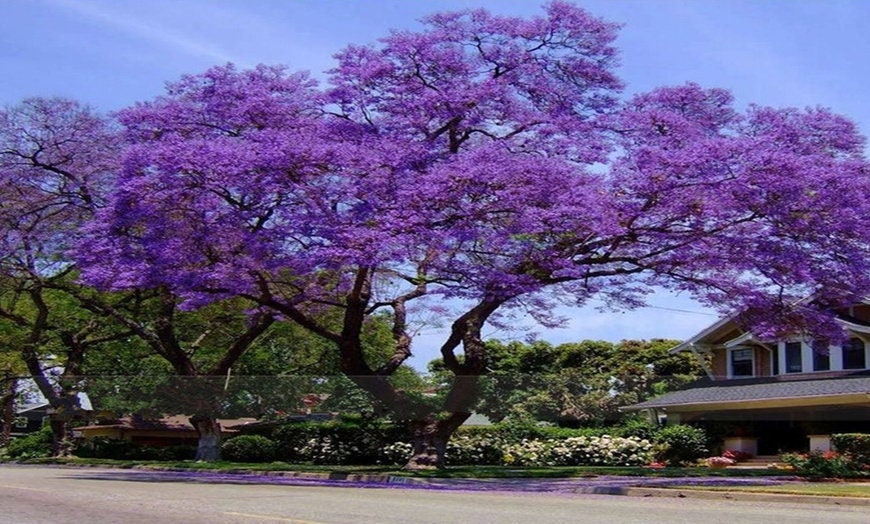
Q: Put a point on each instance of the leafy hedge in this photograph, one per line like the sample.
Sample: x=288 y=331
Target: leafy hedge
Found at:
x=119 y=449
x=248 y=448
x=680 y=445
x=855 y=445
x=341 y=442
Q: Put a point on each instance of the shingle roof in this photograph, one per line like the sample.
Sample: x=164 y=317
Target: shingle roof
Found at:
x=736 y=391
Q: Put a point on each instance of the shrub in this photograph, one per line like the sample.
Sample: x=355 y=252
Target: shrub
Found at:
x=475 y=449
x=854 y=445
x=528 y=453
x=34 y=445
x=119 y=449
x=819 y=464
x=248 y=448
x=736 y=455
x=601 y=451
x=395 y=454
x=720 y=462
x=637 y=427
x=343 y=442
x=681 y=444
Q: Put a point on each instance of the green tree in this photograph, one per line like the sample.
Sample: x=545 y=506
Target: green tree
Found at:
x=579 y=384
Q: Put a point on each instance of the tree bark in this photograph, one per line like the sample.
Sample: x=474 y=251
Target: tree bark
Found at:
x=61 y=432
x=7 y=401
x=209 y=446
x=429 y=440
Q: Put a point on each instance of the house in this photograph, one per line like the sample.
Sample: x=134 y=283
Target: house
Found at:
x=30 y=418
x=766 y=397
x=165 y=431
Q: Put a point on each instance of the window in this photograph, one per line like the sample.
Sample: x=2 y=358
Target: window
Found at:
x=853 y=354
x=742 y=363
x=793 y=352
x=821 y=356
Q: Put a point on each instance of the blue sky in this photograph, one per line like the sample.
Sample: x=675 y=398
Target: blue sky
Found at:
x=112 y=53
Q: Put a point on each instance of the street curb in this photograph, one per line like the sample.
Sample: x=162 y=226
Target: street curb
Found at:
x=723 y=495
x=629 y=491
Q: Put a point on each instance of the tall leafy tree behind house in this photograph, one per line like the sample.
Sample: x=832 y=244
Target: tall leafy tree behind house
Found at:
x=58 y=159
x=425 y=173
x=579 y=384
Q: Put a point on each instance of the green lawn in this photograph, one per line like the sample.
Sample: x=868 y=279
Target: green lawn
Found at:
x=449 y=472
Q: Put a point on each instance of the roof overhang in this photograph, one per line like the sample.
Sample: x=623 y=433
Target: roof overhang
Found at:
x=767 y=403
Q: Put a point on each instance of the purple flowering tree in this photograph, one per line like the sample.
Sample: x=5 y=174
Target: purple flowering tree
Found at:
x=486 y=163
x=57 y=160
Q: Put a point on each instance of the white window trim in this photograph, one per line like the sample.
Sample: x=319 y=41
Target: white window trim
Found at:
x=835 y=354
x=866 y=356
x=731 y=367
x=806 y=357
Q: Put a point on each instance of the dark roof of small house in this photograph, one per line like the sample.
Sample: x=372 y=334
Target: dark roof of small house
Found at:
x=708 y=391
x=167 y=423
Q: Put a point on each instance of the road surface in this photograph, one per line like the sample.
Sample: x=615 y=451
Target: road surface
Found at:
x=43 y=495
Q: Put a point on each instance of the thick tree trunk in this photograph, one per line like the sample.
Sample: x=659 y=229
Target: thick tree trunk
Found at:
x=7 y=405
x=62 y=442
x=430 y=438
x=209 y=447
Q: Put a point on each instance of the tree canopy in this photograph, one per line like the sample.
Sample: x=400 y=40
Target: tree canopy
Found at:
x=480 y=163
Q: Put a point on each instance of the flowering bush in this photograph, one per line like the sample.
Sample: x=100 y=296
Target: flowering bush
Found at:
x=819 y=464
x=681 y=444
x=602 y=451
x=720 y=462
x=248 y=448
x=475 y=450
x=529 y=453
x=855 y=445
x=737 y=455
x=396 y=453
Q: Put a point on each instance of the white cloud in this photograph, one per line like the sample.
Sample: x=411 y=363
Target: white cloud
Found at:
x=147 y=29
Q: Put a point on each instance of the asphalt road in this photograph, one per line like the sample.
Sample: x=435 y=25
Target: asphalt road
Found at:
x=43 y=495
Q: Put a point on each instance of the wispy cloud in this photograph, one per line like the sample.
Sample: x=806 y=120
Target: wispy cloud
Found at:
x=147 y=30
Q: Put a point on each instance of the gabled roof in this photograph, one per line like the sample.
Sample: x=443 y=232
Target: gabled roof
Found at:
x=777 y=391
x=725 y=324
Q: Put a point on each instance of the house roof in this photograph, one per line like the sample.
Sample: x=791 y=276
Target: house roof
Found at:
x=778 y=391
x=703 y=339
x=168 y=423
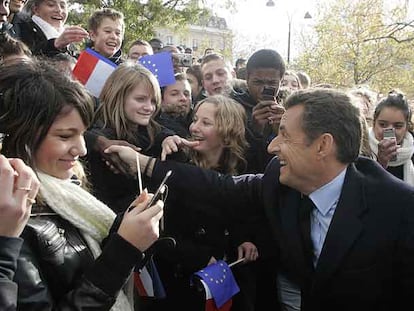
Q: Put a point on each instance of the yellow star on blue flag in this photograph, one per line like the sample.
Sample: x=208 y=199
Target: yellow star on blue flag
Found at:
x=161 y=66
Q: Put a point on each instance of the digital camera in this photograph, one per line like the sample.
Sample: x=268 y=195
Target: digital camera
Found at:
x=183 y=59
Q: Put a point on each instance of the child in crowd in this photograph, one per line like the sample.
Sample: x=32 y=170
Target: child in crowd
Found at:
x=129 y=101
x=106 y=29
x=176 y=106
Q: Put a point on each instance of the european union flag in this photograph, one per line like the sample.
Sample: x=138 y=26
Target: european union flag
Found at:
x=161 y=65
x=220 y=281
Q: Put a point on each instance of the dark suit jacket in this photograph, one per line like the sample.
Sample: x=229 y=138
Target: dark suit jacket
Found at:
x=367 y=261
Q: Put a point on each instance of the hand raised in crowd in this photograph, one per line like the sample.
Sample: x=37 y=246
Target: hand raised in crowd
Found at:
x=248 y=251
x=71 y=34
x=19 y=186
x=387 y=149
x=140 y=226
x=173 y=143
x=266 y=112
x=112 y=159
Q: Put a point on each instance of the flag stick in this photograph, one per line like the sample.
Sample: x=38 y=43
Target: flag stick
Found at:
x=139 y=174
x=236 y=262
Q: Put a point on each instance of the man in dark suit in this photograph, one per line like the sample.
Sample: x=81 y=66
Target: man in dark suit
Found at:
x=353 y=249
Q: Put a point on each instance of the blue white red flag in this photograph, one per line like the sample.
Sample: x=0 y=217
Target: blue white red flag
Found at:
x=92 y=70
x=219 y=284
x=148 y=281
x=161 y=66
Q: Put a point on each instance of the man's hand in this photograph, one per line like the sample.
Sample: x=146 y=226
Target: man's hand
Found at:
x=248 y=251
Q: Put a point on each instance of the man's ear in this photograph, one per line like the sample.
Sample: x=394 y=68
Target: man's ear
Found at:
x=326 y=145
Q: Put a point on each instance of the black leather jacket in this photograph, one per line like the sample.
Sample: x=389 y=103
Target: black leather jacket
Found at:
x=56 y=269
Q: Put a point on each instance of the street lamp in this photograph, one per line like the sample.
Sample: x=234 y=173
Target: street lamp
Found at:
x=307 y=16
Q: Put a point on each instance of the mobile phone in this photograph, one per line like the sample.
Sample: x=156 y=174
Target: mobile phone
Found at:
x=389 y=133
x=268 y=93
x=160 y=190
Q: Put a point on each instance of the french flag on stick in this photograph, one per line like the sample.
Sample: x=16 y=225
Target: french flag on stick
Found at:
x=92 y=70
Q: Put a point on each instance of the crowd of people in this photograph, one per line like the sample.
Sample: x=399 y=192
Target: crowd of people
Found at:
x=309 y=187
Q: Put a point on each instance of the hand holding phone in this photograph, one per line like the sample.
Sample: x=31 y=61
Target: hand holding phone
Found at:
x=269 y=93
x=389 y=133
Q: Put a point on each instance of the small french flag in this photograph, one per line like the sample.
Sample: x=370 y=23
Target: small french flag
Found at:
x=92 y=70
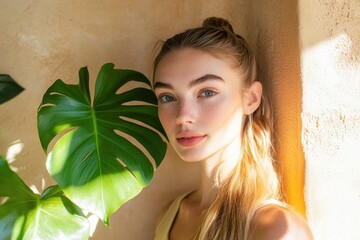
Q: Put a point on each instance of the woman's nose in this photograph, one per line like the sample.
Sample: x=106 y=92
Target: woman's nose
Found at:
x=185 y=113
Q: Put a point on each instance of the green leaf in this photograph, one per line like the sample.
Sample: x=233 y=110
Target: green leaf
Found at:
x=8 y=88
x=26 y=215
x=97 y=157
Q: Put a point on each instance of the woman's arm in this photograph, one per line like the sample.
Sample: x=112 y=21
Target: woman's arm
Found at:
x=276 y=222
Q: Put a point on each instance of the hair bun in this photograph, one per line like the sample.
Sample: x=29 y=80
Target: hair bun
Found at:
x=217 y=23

****************************************

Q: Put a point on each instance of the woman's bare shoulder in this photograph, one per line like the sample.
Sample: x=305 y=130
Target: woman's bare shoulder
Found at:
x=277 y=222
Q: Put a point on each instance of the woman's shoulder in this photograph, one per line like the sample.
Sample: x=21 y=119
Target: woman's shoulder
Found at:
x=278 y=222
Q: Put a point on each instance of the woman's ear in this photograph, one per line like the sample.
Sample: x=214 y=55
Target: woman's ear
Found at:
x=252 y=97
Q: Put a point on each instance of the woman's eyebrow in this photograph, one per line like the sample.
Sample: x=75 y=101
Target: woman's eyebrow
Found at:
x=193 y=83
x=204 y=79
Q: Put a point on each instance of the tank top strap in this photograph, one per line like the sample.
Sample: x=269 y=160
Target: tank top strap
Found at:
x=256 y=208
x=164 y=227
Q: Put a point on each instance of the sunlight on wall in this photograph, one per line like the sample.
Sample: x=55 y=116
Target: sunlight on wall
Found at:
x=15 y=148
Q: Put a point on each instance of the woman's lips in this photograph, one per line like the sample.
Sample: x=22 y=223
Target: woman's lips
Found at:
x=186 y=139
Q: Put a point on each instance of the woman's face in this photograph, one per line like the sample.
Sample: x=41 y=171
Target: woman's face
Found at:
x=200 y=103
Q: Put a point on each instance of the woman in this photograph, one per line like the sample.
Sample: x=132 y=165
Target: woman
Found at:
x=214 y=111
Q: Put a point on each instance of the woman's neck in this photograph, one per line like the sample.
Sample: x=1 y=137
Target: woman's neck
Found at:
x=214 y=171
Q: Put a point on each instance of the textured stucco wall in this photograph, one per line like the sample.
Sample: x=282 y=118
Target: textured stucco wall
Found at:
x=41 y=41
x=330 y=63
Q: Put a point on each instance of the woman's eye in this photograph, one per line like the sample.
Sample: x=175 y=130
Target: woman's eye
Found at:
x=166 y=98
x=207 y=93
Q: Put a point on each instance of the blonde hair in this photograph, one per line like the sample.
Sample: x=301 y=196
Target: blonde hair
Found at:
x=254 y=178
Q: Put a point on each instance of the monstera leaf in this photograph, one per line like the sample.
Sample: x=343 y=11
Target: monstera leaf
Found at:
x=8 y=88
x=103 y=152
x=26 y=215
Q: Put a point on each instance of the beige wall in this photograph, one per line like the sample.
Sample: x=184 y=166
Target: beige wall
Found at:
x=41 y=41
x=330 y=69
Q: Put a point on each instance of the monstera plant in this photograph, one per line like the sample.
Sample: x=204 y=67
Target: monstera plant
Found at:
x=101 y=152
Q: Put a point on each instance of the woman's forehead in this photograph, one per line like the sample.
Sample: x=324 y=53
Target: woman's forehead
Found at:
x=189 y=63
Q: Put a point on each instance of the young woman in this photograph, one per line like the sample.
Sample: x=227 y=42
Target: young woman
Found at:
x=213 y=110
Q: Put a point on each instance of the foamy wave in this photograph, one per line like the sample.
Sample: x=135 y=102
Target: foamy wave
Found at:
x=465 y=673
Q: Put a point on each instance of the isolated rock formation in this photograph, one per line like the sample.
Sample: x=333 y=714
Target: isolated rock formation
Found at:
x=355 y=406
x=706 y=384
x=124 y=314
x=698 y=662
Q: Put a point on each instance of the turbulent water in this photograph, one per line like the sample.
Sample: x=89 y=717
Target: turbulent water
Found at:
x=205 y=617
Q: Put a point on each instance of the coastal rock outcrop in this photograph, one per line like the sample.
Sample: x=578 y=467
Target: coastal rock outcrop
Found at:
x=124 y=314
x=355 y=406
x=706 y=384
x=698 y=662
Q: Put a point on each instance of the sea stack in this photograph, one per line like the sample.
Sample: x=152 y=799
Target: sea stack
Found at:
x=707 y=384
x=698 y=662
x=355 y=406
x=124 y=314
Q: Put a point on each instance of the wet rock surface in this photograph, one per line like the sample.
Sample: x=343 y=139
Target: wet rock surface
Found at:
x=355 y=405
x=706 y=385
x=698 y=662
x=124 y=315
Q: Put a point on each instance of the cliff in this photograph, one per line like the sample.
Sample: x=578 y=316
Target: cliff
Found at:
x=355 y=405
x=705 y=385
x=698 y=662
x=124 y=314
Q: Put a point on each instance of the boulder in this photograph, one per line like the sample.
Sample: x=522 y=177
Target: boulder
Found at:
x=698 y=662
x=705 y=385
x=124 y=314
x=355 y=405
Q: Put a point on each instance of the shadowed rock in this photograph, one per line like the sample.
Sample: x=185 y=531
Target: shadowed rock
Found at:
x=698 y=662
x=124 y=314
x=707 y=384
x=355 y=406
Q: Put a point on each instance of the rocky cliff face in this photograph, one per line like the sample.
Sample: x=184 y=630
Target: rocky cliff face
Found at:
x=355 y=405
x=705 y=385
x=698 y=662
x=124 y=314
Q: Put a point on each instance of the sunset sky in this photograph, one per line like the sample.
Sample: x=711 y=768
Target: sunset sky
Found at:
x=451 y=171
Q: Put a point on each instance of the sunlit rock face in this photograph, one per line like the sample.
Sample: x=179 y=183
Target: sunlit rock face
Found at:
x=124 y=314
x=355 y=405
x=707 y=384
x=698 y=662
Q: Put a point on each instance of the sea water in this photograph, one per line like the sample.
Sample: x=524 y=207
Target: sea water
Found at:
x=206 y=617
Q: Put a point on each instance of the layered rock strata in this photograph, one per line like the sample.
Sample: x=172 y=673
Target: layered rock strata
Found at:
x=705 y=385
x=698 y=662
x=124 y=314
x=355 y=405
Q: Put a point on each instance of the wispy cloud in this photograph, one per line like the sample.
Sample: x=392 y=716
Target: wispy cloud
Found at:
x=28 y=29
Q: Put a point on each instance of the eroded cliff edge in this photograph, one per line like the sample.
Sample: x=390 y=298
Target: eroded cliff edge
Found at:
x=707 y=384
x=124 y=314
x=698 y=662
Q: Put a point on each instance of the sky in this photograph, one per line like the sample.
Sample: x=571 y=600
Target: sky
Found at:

****************************************

> _INSTRUCTIONS TO FOLLOW_: Rewrite the lines between the one holding "Q: Put a point on each instance of the leafy" and the one holding "x=341 y=442", inclusive, swapping "leafy hedge" for "green hedge" and leaving everything else unchanged. Return only those lines.

> _ANSWER TO THIS TASK_:
Q: Put a point on each instance of the green hedge in this photograph, one per line like the sample.
Sample: x=288 y=331
Target: green hedge
Found at:
x=119 y=449
x=248 y=448
x=680 y=445
x=855 y=445
x=341 y=442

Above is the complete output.